▸ **WRITTEN INSTRUCTION 1**:
Rewrite the paragraph beginning "Ball-Rokeach is preparing to launch" from the passage on the Alhambra local news site in a shorter form that keeps its main facts.
▸ **WRITTEN INSTRUCTION 2**:
Continue the passage on the Alhambra local news site, starting after its final sentence.

▸ **PASSAGE**:
________________________
The idea for the site came from Michael Parks, former director of the USC Annenberg Journalism School and former editor of the Los Angeles Times. He wanted to explore how local news coverage could better serve communities, after he concluded that traditional, metropolitan news outlets like the Times were not enriching civic participation.

“One question in all of this is: Does journalism matter?” Parks said. “We’ve had the assumption for a long time that an informed citizenry, informed by the press, would take an active part in the decision-making in the community. We’ll see if we can move the needle there.”

Researchers, led by communication professor Sandra Ball-Rokeach, worked in Alhambra for two years before building a site tailored to the community’s specific information needs.

“We’re embedding the site into the fabric of that community,” said Ball-Rokeach, who also directs the Metamorphosis project, a collaborator with the Alhambra project. “We’re reaching out to where they are, not saying, ‘Here we are. Come to us.’ Or, ‘This is what you should know.’ Instead, we learned what the major issues are.”

Ball-Rokeach’s team monitored the Chinese and Spanish-language media and also conducted focus groups to determine the communities that need information: parents, drivers and foodies. (Food blogs already are among the most popular coverage on the site.)

Ball-Rokeach is preparing to launch a major survey of civic engagement in Alhambra, to offer a baseline for comparison when researchers do a follow-up study in two years. The surveys also will explore how attached residents feel to their community, including how much meaningful interaction they have with their neighbors and whether they feel empowered to join together to address common problems such as potholes or an unsafe park.
________________________
▸ **INFORMATION GIVEN**:
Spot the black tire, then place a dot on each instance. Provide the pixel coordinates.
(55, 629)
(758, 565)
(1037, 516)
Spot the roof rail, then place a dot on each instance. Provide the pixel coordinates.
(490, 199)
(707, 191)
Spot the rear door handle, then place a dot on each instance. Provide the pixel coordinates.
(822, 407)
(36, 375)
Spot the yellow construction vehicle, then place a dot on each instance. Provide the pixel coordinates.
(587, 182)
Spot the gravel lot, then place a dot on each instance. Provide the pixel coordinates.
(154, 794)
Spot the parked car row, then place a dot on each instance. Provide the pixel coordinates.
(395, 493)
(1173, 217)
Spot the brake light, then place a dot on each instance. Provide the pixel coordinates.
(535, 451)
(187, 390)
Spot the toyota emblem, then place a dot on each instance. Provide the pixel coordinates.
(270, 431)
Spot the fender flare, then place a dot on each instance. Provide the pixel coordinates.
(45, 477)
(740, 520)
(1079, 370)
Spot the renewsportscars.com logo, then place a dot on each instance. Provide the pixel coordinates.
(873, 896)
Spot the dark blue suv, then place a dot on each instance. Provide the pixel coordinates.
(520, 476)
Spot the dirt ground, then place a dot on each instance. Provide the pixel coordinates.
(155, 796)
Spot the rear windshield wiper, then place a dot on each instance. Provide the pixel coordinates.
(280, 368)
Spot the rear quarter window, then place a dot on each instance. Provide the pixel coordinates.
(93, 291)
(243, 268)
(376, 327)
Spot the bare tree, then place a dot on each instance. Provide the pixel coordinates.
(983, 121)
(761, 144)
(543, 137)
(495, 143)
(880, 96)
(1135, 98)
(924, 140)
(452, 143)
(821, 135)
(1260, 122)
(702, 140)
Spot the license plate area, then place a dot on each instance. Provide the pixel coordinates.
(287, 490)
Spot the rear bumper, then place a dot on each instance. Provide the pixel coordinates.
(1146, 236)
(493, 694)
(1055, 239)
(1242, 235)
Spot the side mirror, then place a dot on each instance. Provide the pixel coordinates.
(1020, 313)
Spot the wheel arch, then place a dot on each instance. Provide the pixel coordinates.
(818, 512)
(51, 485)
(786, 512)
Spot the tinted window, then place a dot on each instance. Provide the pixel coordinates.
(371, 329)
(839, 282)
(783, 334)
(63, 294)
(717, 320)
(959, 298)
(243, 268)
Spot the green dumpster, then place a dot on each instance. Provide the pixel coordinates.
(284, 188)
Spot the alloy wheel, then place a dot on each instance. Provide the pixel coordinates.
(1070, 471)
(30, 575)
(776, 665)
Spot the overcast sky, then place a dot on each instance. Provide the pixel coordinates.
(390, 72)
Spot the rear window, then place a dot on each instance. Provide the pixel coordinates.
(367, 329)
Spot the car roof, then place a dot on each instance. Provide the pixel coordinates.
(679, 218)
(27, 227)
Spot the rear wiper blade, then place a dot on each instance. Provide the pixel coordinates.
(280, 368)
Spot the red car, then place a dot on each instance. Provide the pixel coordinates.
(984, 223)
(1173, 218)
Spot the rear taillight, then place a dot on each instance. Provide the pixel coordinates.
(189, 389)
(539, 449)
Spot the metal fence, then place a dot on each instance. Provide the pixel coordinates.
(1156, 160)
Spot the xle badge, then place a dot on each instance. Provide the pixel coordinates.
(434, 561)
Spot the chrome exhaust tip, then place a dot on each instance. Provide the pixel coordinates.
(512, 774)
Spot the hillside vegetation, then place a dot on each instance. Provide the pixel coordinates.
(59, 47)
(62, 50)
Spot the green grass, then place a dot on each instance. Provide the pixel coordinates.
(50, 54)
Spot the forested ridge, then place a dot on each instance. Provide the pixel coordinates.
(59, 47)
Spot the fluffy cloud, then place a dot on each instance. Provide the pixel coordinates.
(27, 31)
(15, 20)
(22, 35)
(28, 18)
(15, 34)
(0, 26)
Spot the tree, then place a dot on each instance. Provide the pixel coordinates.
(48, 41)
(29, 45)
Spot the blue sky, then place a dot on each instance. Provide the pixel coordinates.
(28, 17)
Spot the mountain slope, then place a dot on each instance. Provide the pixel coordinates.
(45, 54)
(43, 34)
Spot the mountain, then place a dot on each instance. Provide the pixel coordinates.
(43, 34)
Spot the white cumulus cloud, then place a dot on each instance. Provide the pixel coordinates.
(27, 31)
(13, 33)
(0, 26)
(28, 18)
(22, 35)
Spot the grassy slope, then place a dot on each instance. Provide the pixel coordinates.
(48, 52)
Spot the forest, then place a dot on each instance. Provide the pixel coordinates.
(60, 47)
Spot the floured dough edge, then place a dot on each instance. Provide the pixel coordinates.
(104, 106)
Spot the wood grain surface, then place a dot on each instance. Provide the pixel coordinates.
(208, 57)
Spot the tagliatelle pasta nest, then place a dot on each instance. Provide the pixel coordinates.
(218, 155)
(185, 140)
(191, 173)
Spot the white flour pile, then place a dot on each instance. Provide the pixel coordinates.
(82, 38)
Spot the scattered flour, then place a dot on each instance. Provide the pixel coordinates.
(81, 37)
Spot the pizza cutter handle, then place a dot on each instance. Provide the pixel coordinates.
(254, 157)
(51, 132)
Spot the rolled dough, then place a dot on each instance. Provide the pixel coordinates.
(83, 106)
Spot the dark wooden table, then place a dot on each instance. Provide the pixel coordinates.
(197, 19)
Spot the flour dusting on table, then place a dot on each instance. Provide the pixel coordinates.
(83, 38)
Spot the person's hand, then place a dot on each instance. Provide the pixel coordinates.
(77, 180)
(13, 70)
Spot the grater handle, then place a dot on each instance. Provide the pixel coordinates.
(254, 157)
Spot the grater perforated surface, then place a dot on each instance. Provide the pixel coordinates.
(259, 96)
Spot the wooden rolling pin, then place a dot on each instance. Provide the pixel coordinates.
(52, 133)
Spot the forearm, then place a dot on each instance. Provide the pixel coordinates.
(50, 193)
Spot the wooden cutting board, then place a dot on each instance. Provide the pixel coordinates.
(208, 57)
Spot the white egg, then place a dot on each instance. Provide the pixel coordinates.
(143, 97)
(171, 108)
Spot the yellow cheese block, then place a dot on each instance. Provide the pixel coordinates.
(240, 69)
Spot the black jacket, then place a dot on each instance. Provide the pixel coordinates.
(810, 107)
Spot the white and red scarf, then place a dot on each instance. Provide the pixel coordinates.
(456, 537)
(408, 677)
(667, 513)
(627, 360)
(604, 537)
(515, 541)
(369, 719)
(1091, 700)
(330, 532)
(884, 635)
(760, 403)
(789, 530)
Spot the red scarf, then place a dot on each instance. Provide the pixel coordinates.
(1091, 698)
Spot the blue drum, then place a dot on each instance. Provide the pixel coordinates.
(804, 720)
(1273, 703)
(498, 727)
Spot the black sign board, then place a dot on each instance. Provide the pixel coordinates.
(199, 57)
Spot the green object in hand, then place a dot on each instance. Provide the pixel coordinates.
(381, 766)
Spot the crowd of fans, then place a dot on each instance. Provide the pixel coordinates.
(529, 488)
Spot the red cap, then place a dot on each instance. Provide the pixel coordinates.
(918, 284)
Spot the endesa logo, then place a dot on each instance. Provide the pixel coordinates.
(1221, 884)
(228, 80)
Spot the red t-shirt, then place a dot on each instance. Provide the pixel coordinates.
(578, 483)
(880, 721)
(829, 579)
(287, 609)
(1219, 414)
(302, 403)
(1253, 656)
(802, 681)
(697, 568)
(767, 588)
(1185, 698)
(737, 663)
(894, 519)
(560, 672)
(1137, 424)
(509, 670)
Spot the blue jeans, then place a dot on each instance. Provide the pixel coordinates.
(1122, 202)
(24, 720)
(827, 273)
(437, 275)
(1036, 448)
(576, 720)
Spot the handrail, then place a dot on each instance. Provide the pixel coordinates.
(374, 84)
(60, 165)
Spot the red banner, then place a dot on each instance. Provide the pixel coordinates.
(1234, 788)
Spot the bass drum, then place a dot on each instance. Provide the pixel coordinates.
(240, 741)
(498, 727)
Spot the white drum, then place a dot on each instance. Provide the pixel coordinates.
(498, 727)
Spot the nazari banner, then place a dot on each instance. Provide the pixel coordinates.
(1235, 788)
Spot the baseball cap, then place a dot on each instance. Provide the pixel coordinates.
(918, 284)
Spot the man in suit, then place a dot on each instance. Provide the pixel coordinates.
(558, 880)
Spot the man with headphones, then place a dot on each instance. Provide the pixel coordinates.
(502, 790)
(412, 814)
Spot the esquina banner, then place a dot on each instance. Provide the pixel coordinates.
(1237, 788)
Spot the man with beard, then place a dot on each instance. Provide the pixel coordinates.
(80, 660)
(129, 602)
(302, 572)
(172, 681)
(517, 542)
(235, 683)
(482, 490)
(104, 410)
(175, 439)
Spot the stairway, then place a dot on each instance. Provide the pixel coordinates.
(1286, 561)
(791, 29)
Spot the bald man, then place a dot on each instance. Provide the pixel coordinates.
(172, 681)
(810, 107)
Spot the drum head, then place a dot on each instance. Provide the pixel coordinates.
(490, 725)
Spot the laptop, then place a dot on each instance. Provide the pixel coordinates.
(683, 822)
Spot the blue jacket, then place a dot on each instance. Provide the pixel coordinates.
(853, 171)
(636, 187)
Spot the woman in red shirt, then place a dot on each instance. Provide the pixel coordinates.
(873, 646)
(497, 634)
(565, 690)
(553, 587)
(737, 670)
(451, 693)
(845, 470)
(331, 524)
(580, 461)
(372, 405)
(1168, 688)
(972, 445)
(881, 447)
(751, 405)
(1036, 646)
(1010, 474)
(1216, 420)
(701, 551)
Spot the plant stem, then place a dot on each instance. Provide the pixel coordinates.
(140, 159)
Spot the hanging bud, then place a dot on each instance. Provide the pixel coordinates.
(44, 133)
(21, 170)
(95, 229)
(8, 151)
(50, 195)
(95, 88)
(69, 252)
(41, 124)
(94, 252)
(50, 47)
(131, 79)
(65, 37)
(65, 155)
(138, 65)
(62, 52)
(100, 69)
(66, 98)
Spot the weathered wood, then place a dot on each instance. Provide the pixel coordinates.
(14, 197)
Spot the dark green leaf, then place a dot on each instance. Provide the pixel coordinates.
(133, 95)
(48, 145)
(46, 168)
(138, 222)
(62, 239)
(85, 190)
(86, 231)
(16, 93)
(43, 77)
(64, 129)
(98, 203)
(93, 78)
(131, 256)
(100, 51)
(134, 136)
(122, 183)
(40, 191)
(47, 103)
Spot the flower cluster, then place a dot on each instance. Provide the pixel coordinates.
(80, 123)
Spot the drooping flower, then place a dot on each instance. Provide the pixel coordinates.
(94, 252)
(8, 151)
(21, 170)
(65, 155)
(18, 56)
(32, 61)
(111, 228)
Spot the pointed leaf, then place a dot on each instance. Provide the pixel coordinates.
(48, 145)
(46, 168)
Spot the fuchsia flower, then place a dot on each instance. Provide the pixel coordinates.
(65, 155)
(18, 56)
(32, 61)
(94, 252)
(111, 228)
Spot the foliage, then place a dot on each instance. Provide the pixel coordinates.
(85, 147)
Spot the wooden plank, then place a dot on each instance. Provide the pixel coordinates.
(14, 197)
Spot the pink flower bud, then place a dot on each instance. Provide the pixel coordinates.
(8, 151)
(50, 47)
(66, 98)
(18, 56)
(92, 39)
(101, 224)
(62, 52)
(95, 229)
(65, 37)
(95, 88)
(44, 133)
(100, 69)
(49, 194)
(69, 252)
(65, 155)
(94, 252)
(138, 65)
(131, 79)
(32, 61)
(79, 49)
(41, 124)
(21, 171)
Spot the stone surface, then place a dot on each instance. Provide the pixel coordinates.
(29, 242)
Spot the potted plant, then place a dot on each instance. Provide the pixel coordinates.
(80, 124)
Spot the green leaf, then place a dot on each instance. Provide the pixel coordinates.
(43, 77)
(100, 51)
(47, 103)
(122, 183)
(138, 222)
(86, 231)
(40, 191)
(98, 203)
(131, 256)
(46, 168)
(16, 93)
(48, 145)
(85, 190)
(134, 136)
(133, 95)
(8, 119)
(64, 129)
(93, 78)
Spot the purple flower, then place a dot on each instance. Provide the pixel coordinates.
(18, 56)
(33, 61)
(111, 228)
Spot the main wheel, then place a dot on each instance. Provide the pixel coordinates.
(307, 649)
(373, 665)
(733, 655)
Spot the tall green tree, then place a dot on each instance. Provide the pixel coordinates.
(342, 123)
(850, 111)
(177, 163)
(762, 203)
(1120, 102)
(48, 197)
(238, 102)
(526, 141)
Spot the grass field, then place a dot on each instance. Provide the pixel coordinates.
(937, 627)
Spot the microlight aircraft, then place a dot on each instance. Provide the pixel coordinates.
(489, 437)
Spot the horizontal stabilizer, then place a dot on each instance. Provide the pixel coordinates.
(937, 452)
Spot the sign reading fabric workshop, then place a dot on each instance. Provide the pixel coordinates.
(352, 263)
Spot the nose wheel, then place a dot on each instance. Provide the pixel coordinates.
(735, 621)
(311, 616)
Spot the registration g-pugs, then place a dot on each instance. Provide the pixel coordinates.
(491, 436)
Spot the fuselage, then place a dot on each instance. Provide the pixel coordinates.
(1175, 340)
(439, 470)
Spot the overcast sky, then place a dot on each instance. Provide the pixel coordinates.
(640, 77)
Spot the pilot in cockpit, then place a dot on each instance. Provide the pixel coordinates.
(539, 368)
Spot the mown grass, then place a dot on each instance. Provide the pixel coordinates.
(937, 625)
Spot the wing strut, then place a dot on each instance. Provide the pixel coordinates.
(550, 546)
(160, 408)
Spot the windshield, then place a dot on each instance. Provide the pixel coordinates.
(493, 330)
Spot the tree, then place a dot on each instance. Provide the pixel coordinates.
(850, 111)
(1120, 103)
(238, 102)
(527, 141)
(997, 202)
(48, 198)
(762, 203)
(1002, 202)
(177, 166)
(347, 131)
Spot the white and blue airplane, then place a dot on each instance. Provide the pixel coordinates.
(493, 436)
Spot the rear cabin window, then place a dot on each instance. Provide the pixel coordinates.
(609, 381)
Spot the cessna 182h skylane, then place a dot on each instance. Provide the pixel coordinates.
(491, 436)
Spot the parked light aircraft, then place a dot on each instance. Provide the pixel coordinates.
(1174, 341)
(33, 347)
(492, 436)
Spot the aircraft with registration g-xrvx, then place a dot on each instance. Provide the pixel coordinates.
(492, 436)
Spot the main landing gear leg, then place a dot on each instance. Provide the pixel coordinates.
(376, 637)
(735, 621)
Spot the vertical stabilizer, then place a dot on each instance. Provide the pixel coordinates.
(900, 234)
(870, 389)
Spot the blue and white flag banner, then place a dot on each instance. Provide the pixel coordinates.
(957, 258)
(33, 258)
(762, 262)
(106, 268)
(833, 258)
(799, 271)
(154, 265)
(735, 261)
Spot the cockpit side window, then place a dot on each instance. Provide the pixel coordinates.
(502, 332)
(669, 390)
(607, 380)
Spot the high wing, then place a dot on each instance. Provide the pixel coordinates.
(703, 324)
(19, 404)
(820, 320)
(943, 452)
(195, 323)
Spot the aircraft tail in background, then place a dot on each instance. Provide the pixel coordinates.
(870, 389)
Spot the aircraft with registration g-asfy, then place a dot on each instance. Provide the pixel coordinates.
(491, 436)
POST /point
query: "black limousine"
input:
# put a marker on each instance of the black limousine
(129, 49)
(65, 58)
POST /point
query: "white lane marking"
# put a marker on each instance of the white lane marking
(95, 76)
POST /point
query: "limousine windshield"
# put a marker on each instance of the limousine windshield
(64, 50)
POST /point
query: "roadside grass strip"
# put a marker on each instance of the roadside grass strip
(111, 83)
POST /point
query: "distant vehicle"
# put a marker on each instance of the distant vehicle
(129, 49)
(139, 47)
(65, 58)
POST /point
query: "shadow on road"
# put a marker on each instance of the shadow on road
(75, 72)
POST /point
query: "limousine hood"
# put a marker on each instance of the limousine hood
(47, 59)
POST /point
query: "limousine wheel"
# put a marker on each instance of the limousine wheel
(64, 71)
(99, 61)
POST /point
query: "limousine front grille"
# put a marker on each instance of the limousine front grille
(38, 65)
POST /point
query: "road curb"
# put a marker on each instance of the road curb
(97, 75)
________________________
▸ **EXERCISE ANSWER 1**:
Ball-Rokeach is about to launch a major survey of civic engagement in Alhambra. It will set a baseline for a follow-up study in two years. The surveys will also measure how attached residents feel to their community, including how much meaningful contact they have with neighbors and whether they feel able to work together on shared problems like potholes or an unsafe park.

▸ **EXERCISE ANSWER 2**:
It’s that kind of engagement that is the heart of the Alhambra Source, said managing editor Daniela Gerson. The point is not just to present stories in multiple languages, but to spark dynamic interaction.

“We don’t want to just have three parallel sites in three languages,” Gerson said. “We want to have a site where people can comment in Chinese, and people who don’t speak Chinese can read them and add their own ideas. So these populations interact.”

Project leaders know they have a tough job ahead of them. They point to one obvious barometer of Alhambra’s low civic activity: This fall’s elections in Alhambra were canceled after no one stepped up to run against any of the five incumbents up for re-election on the City Council and the school board.

Although the site just launched, Gerson already is hearing enthusiastic feedback from residents.

“It’s been very rewarding to watch Alhambra residents from diverse backgrounds interact with the site and use it to address public issues such as high-speed rail, development on Main Street and emerging local artists,” Gerson said. “For a year this was mostly theory, but from the feedback we’re receiving, it’s evident that the Alhambra Source is filling an information void and Alhambrans are grateful for the opportunity to have more voices heard.”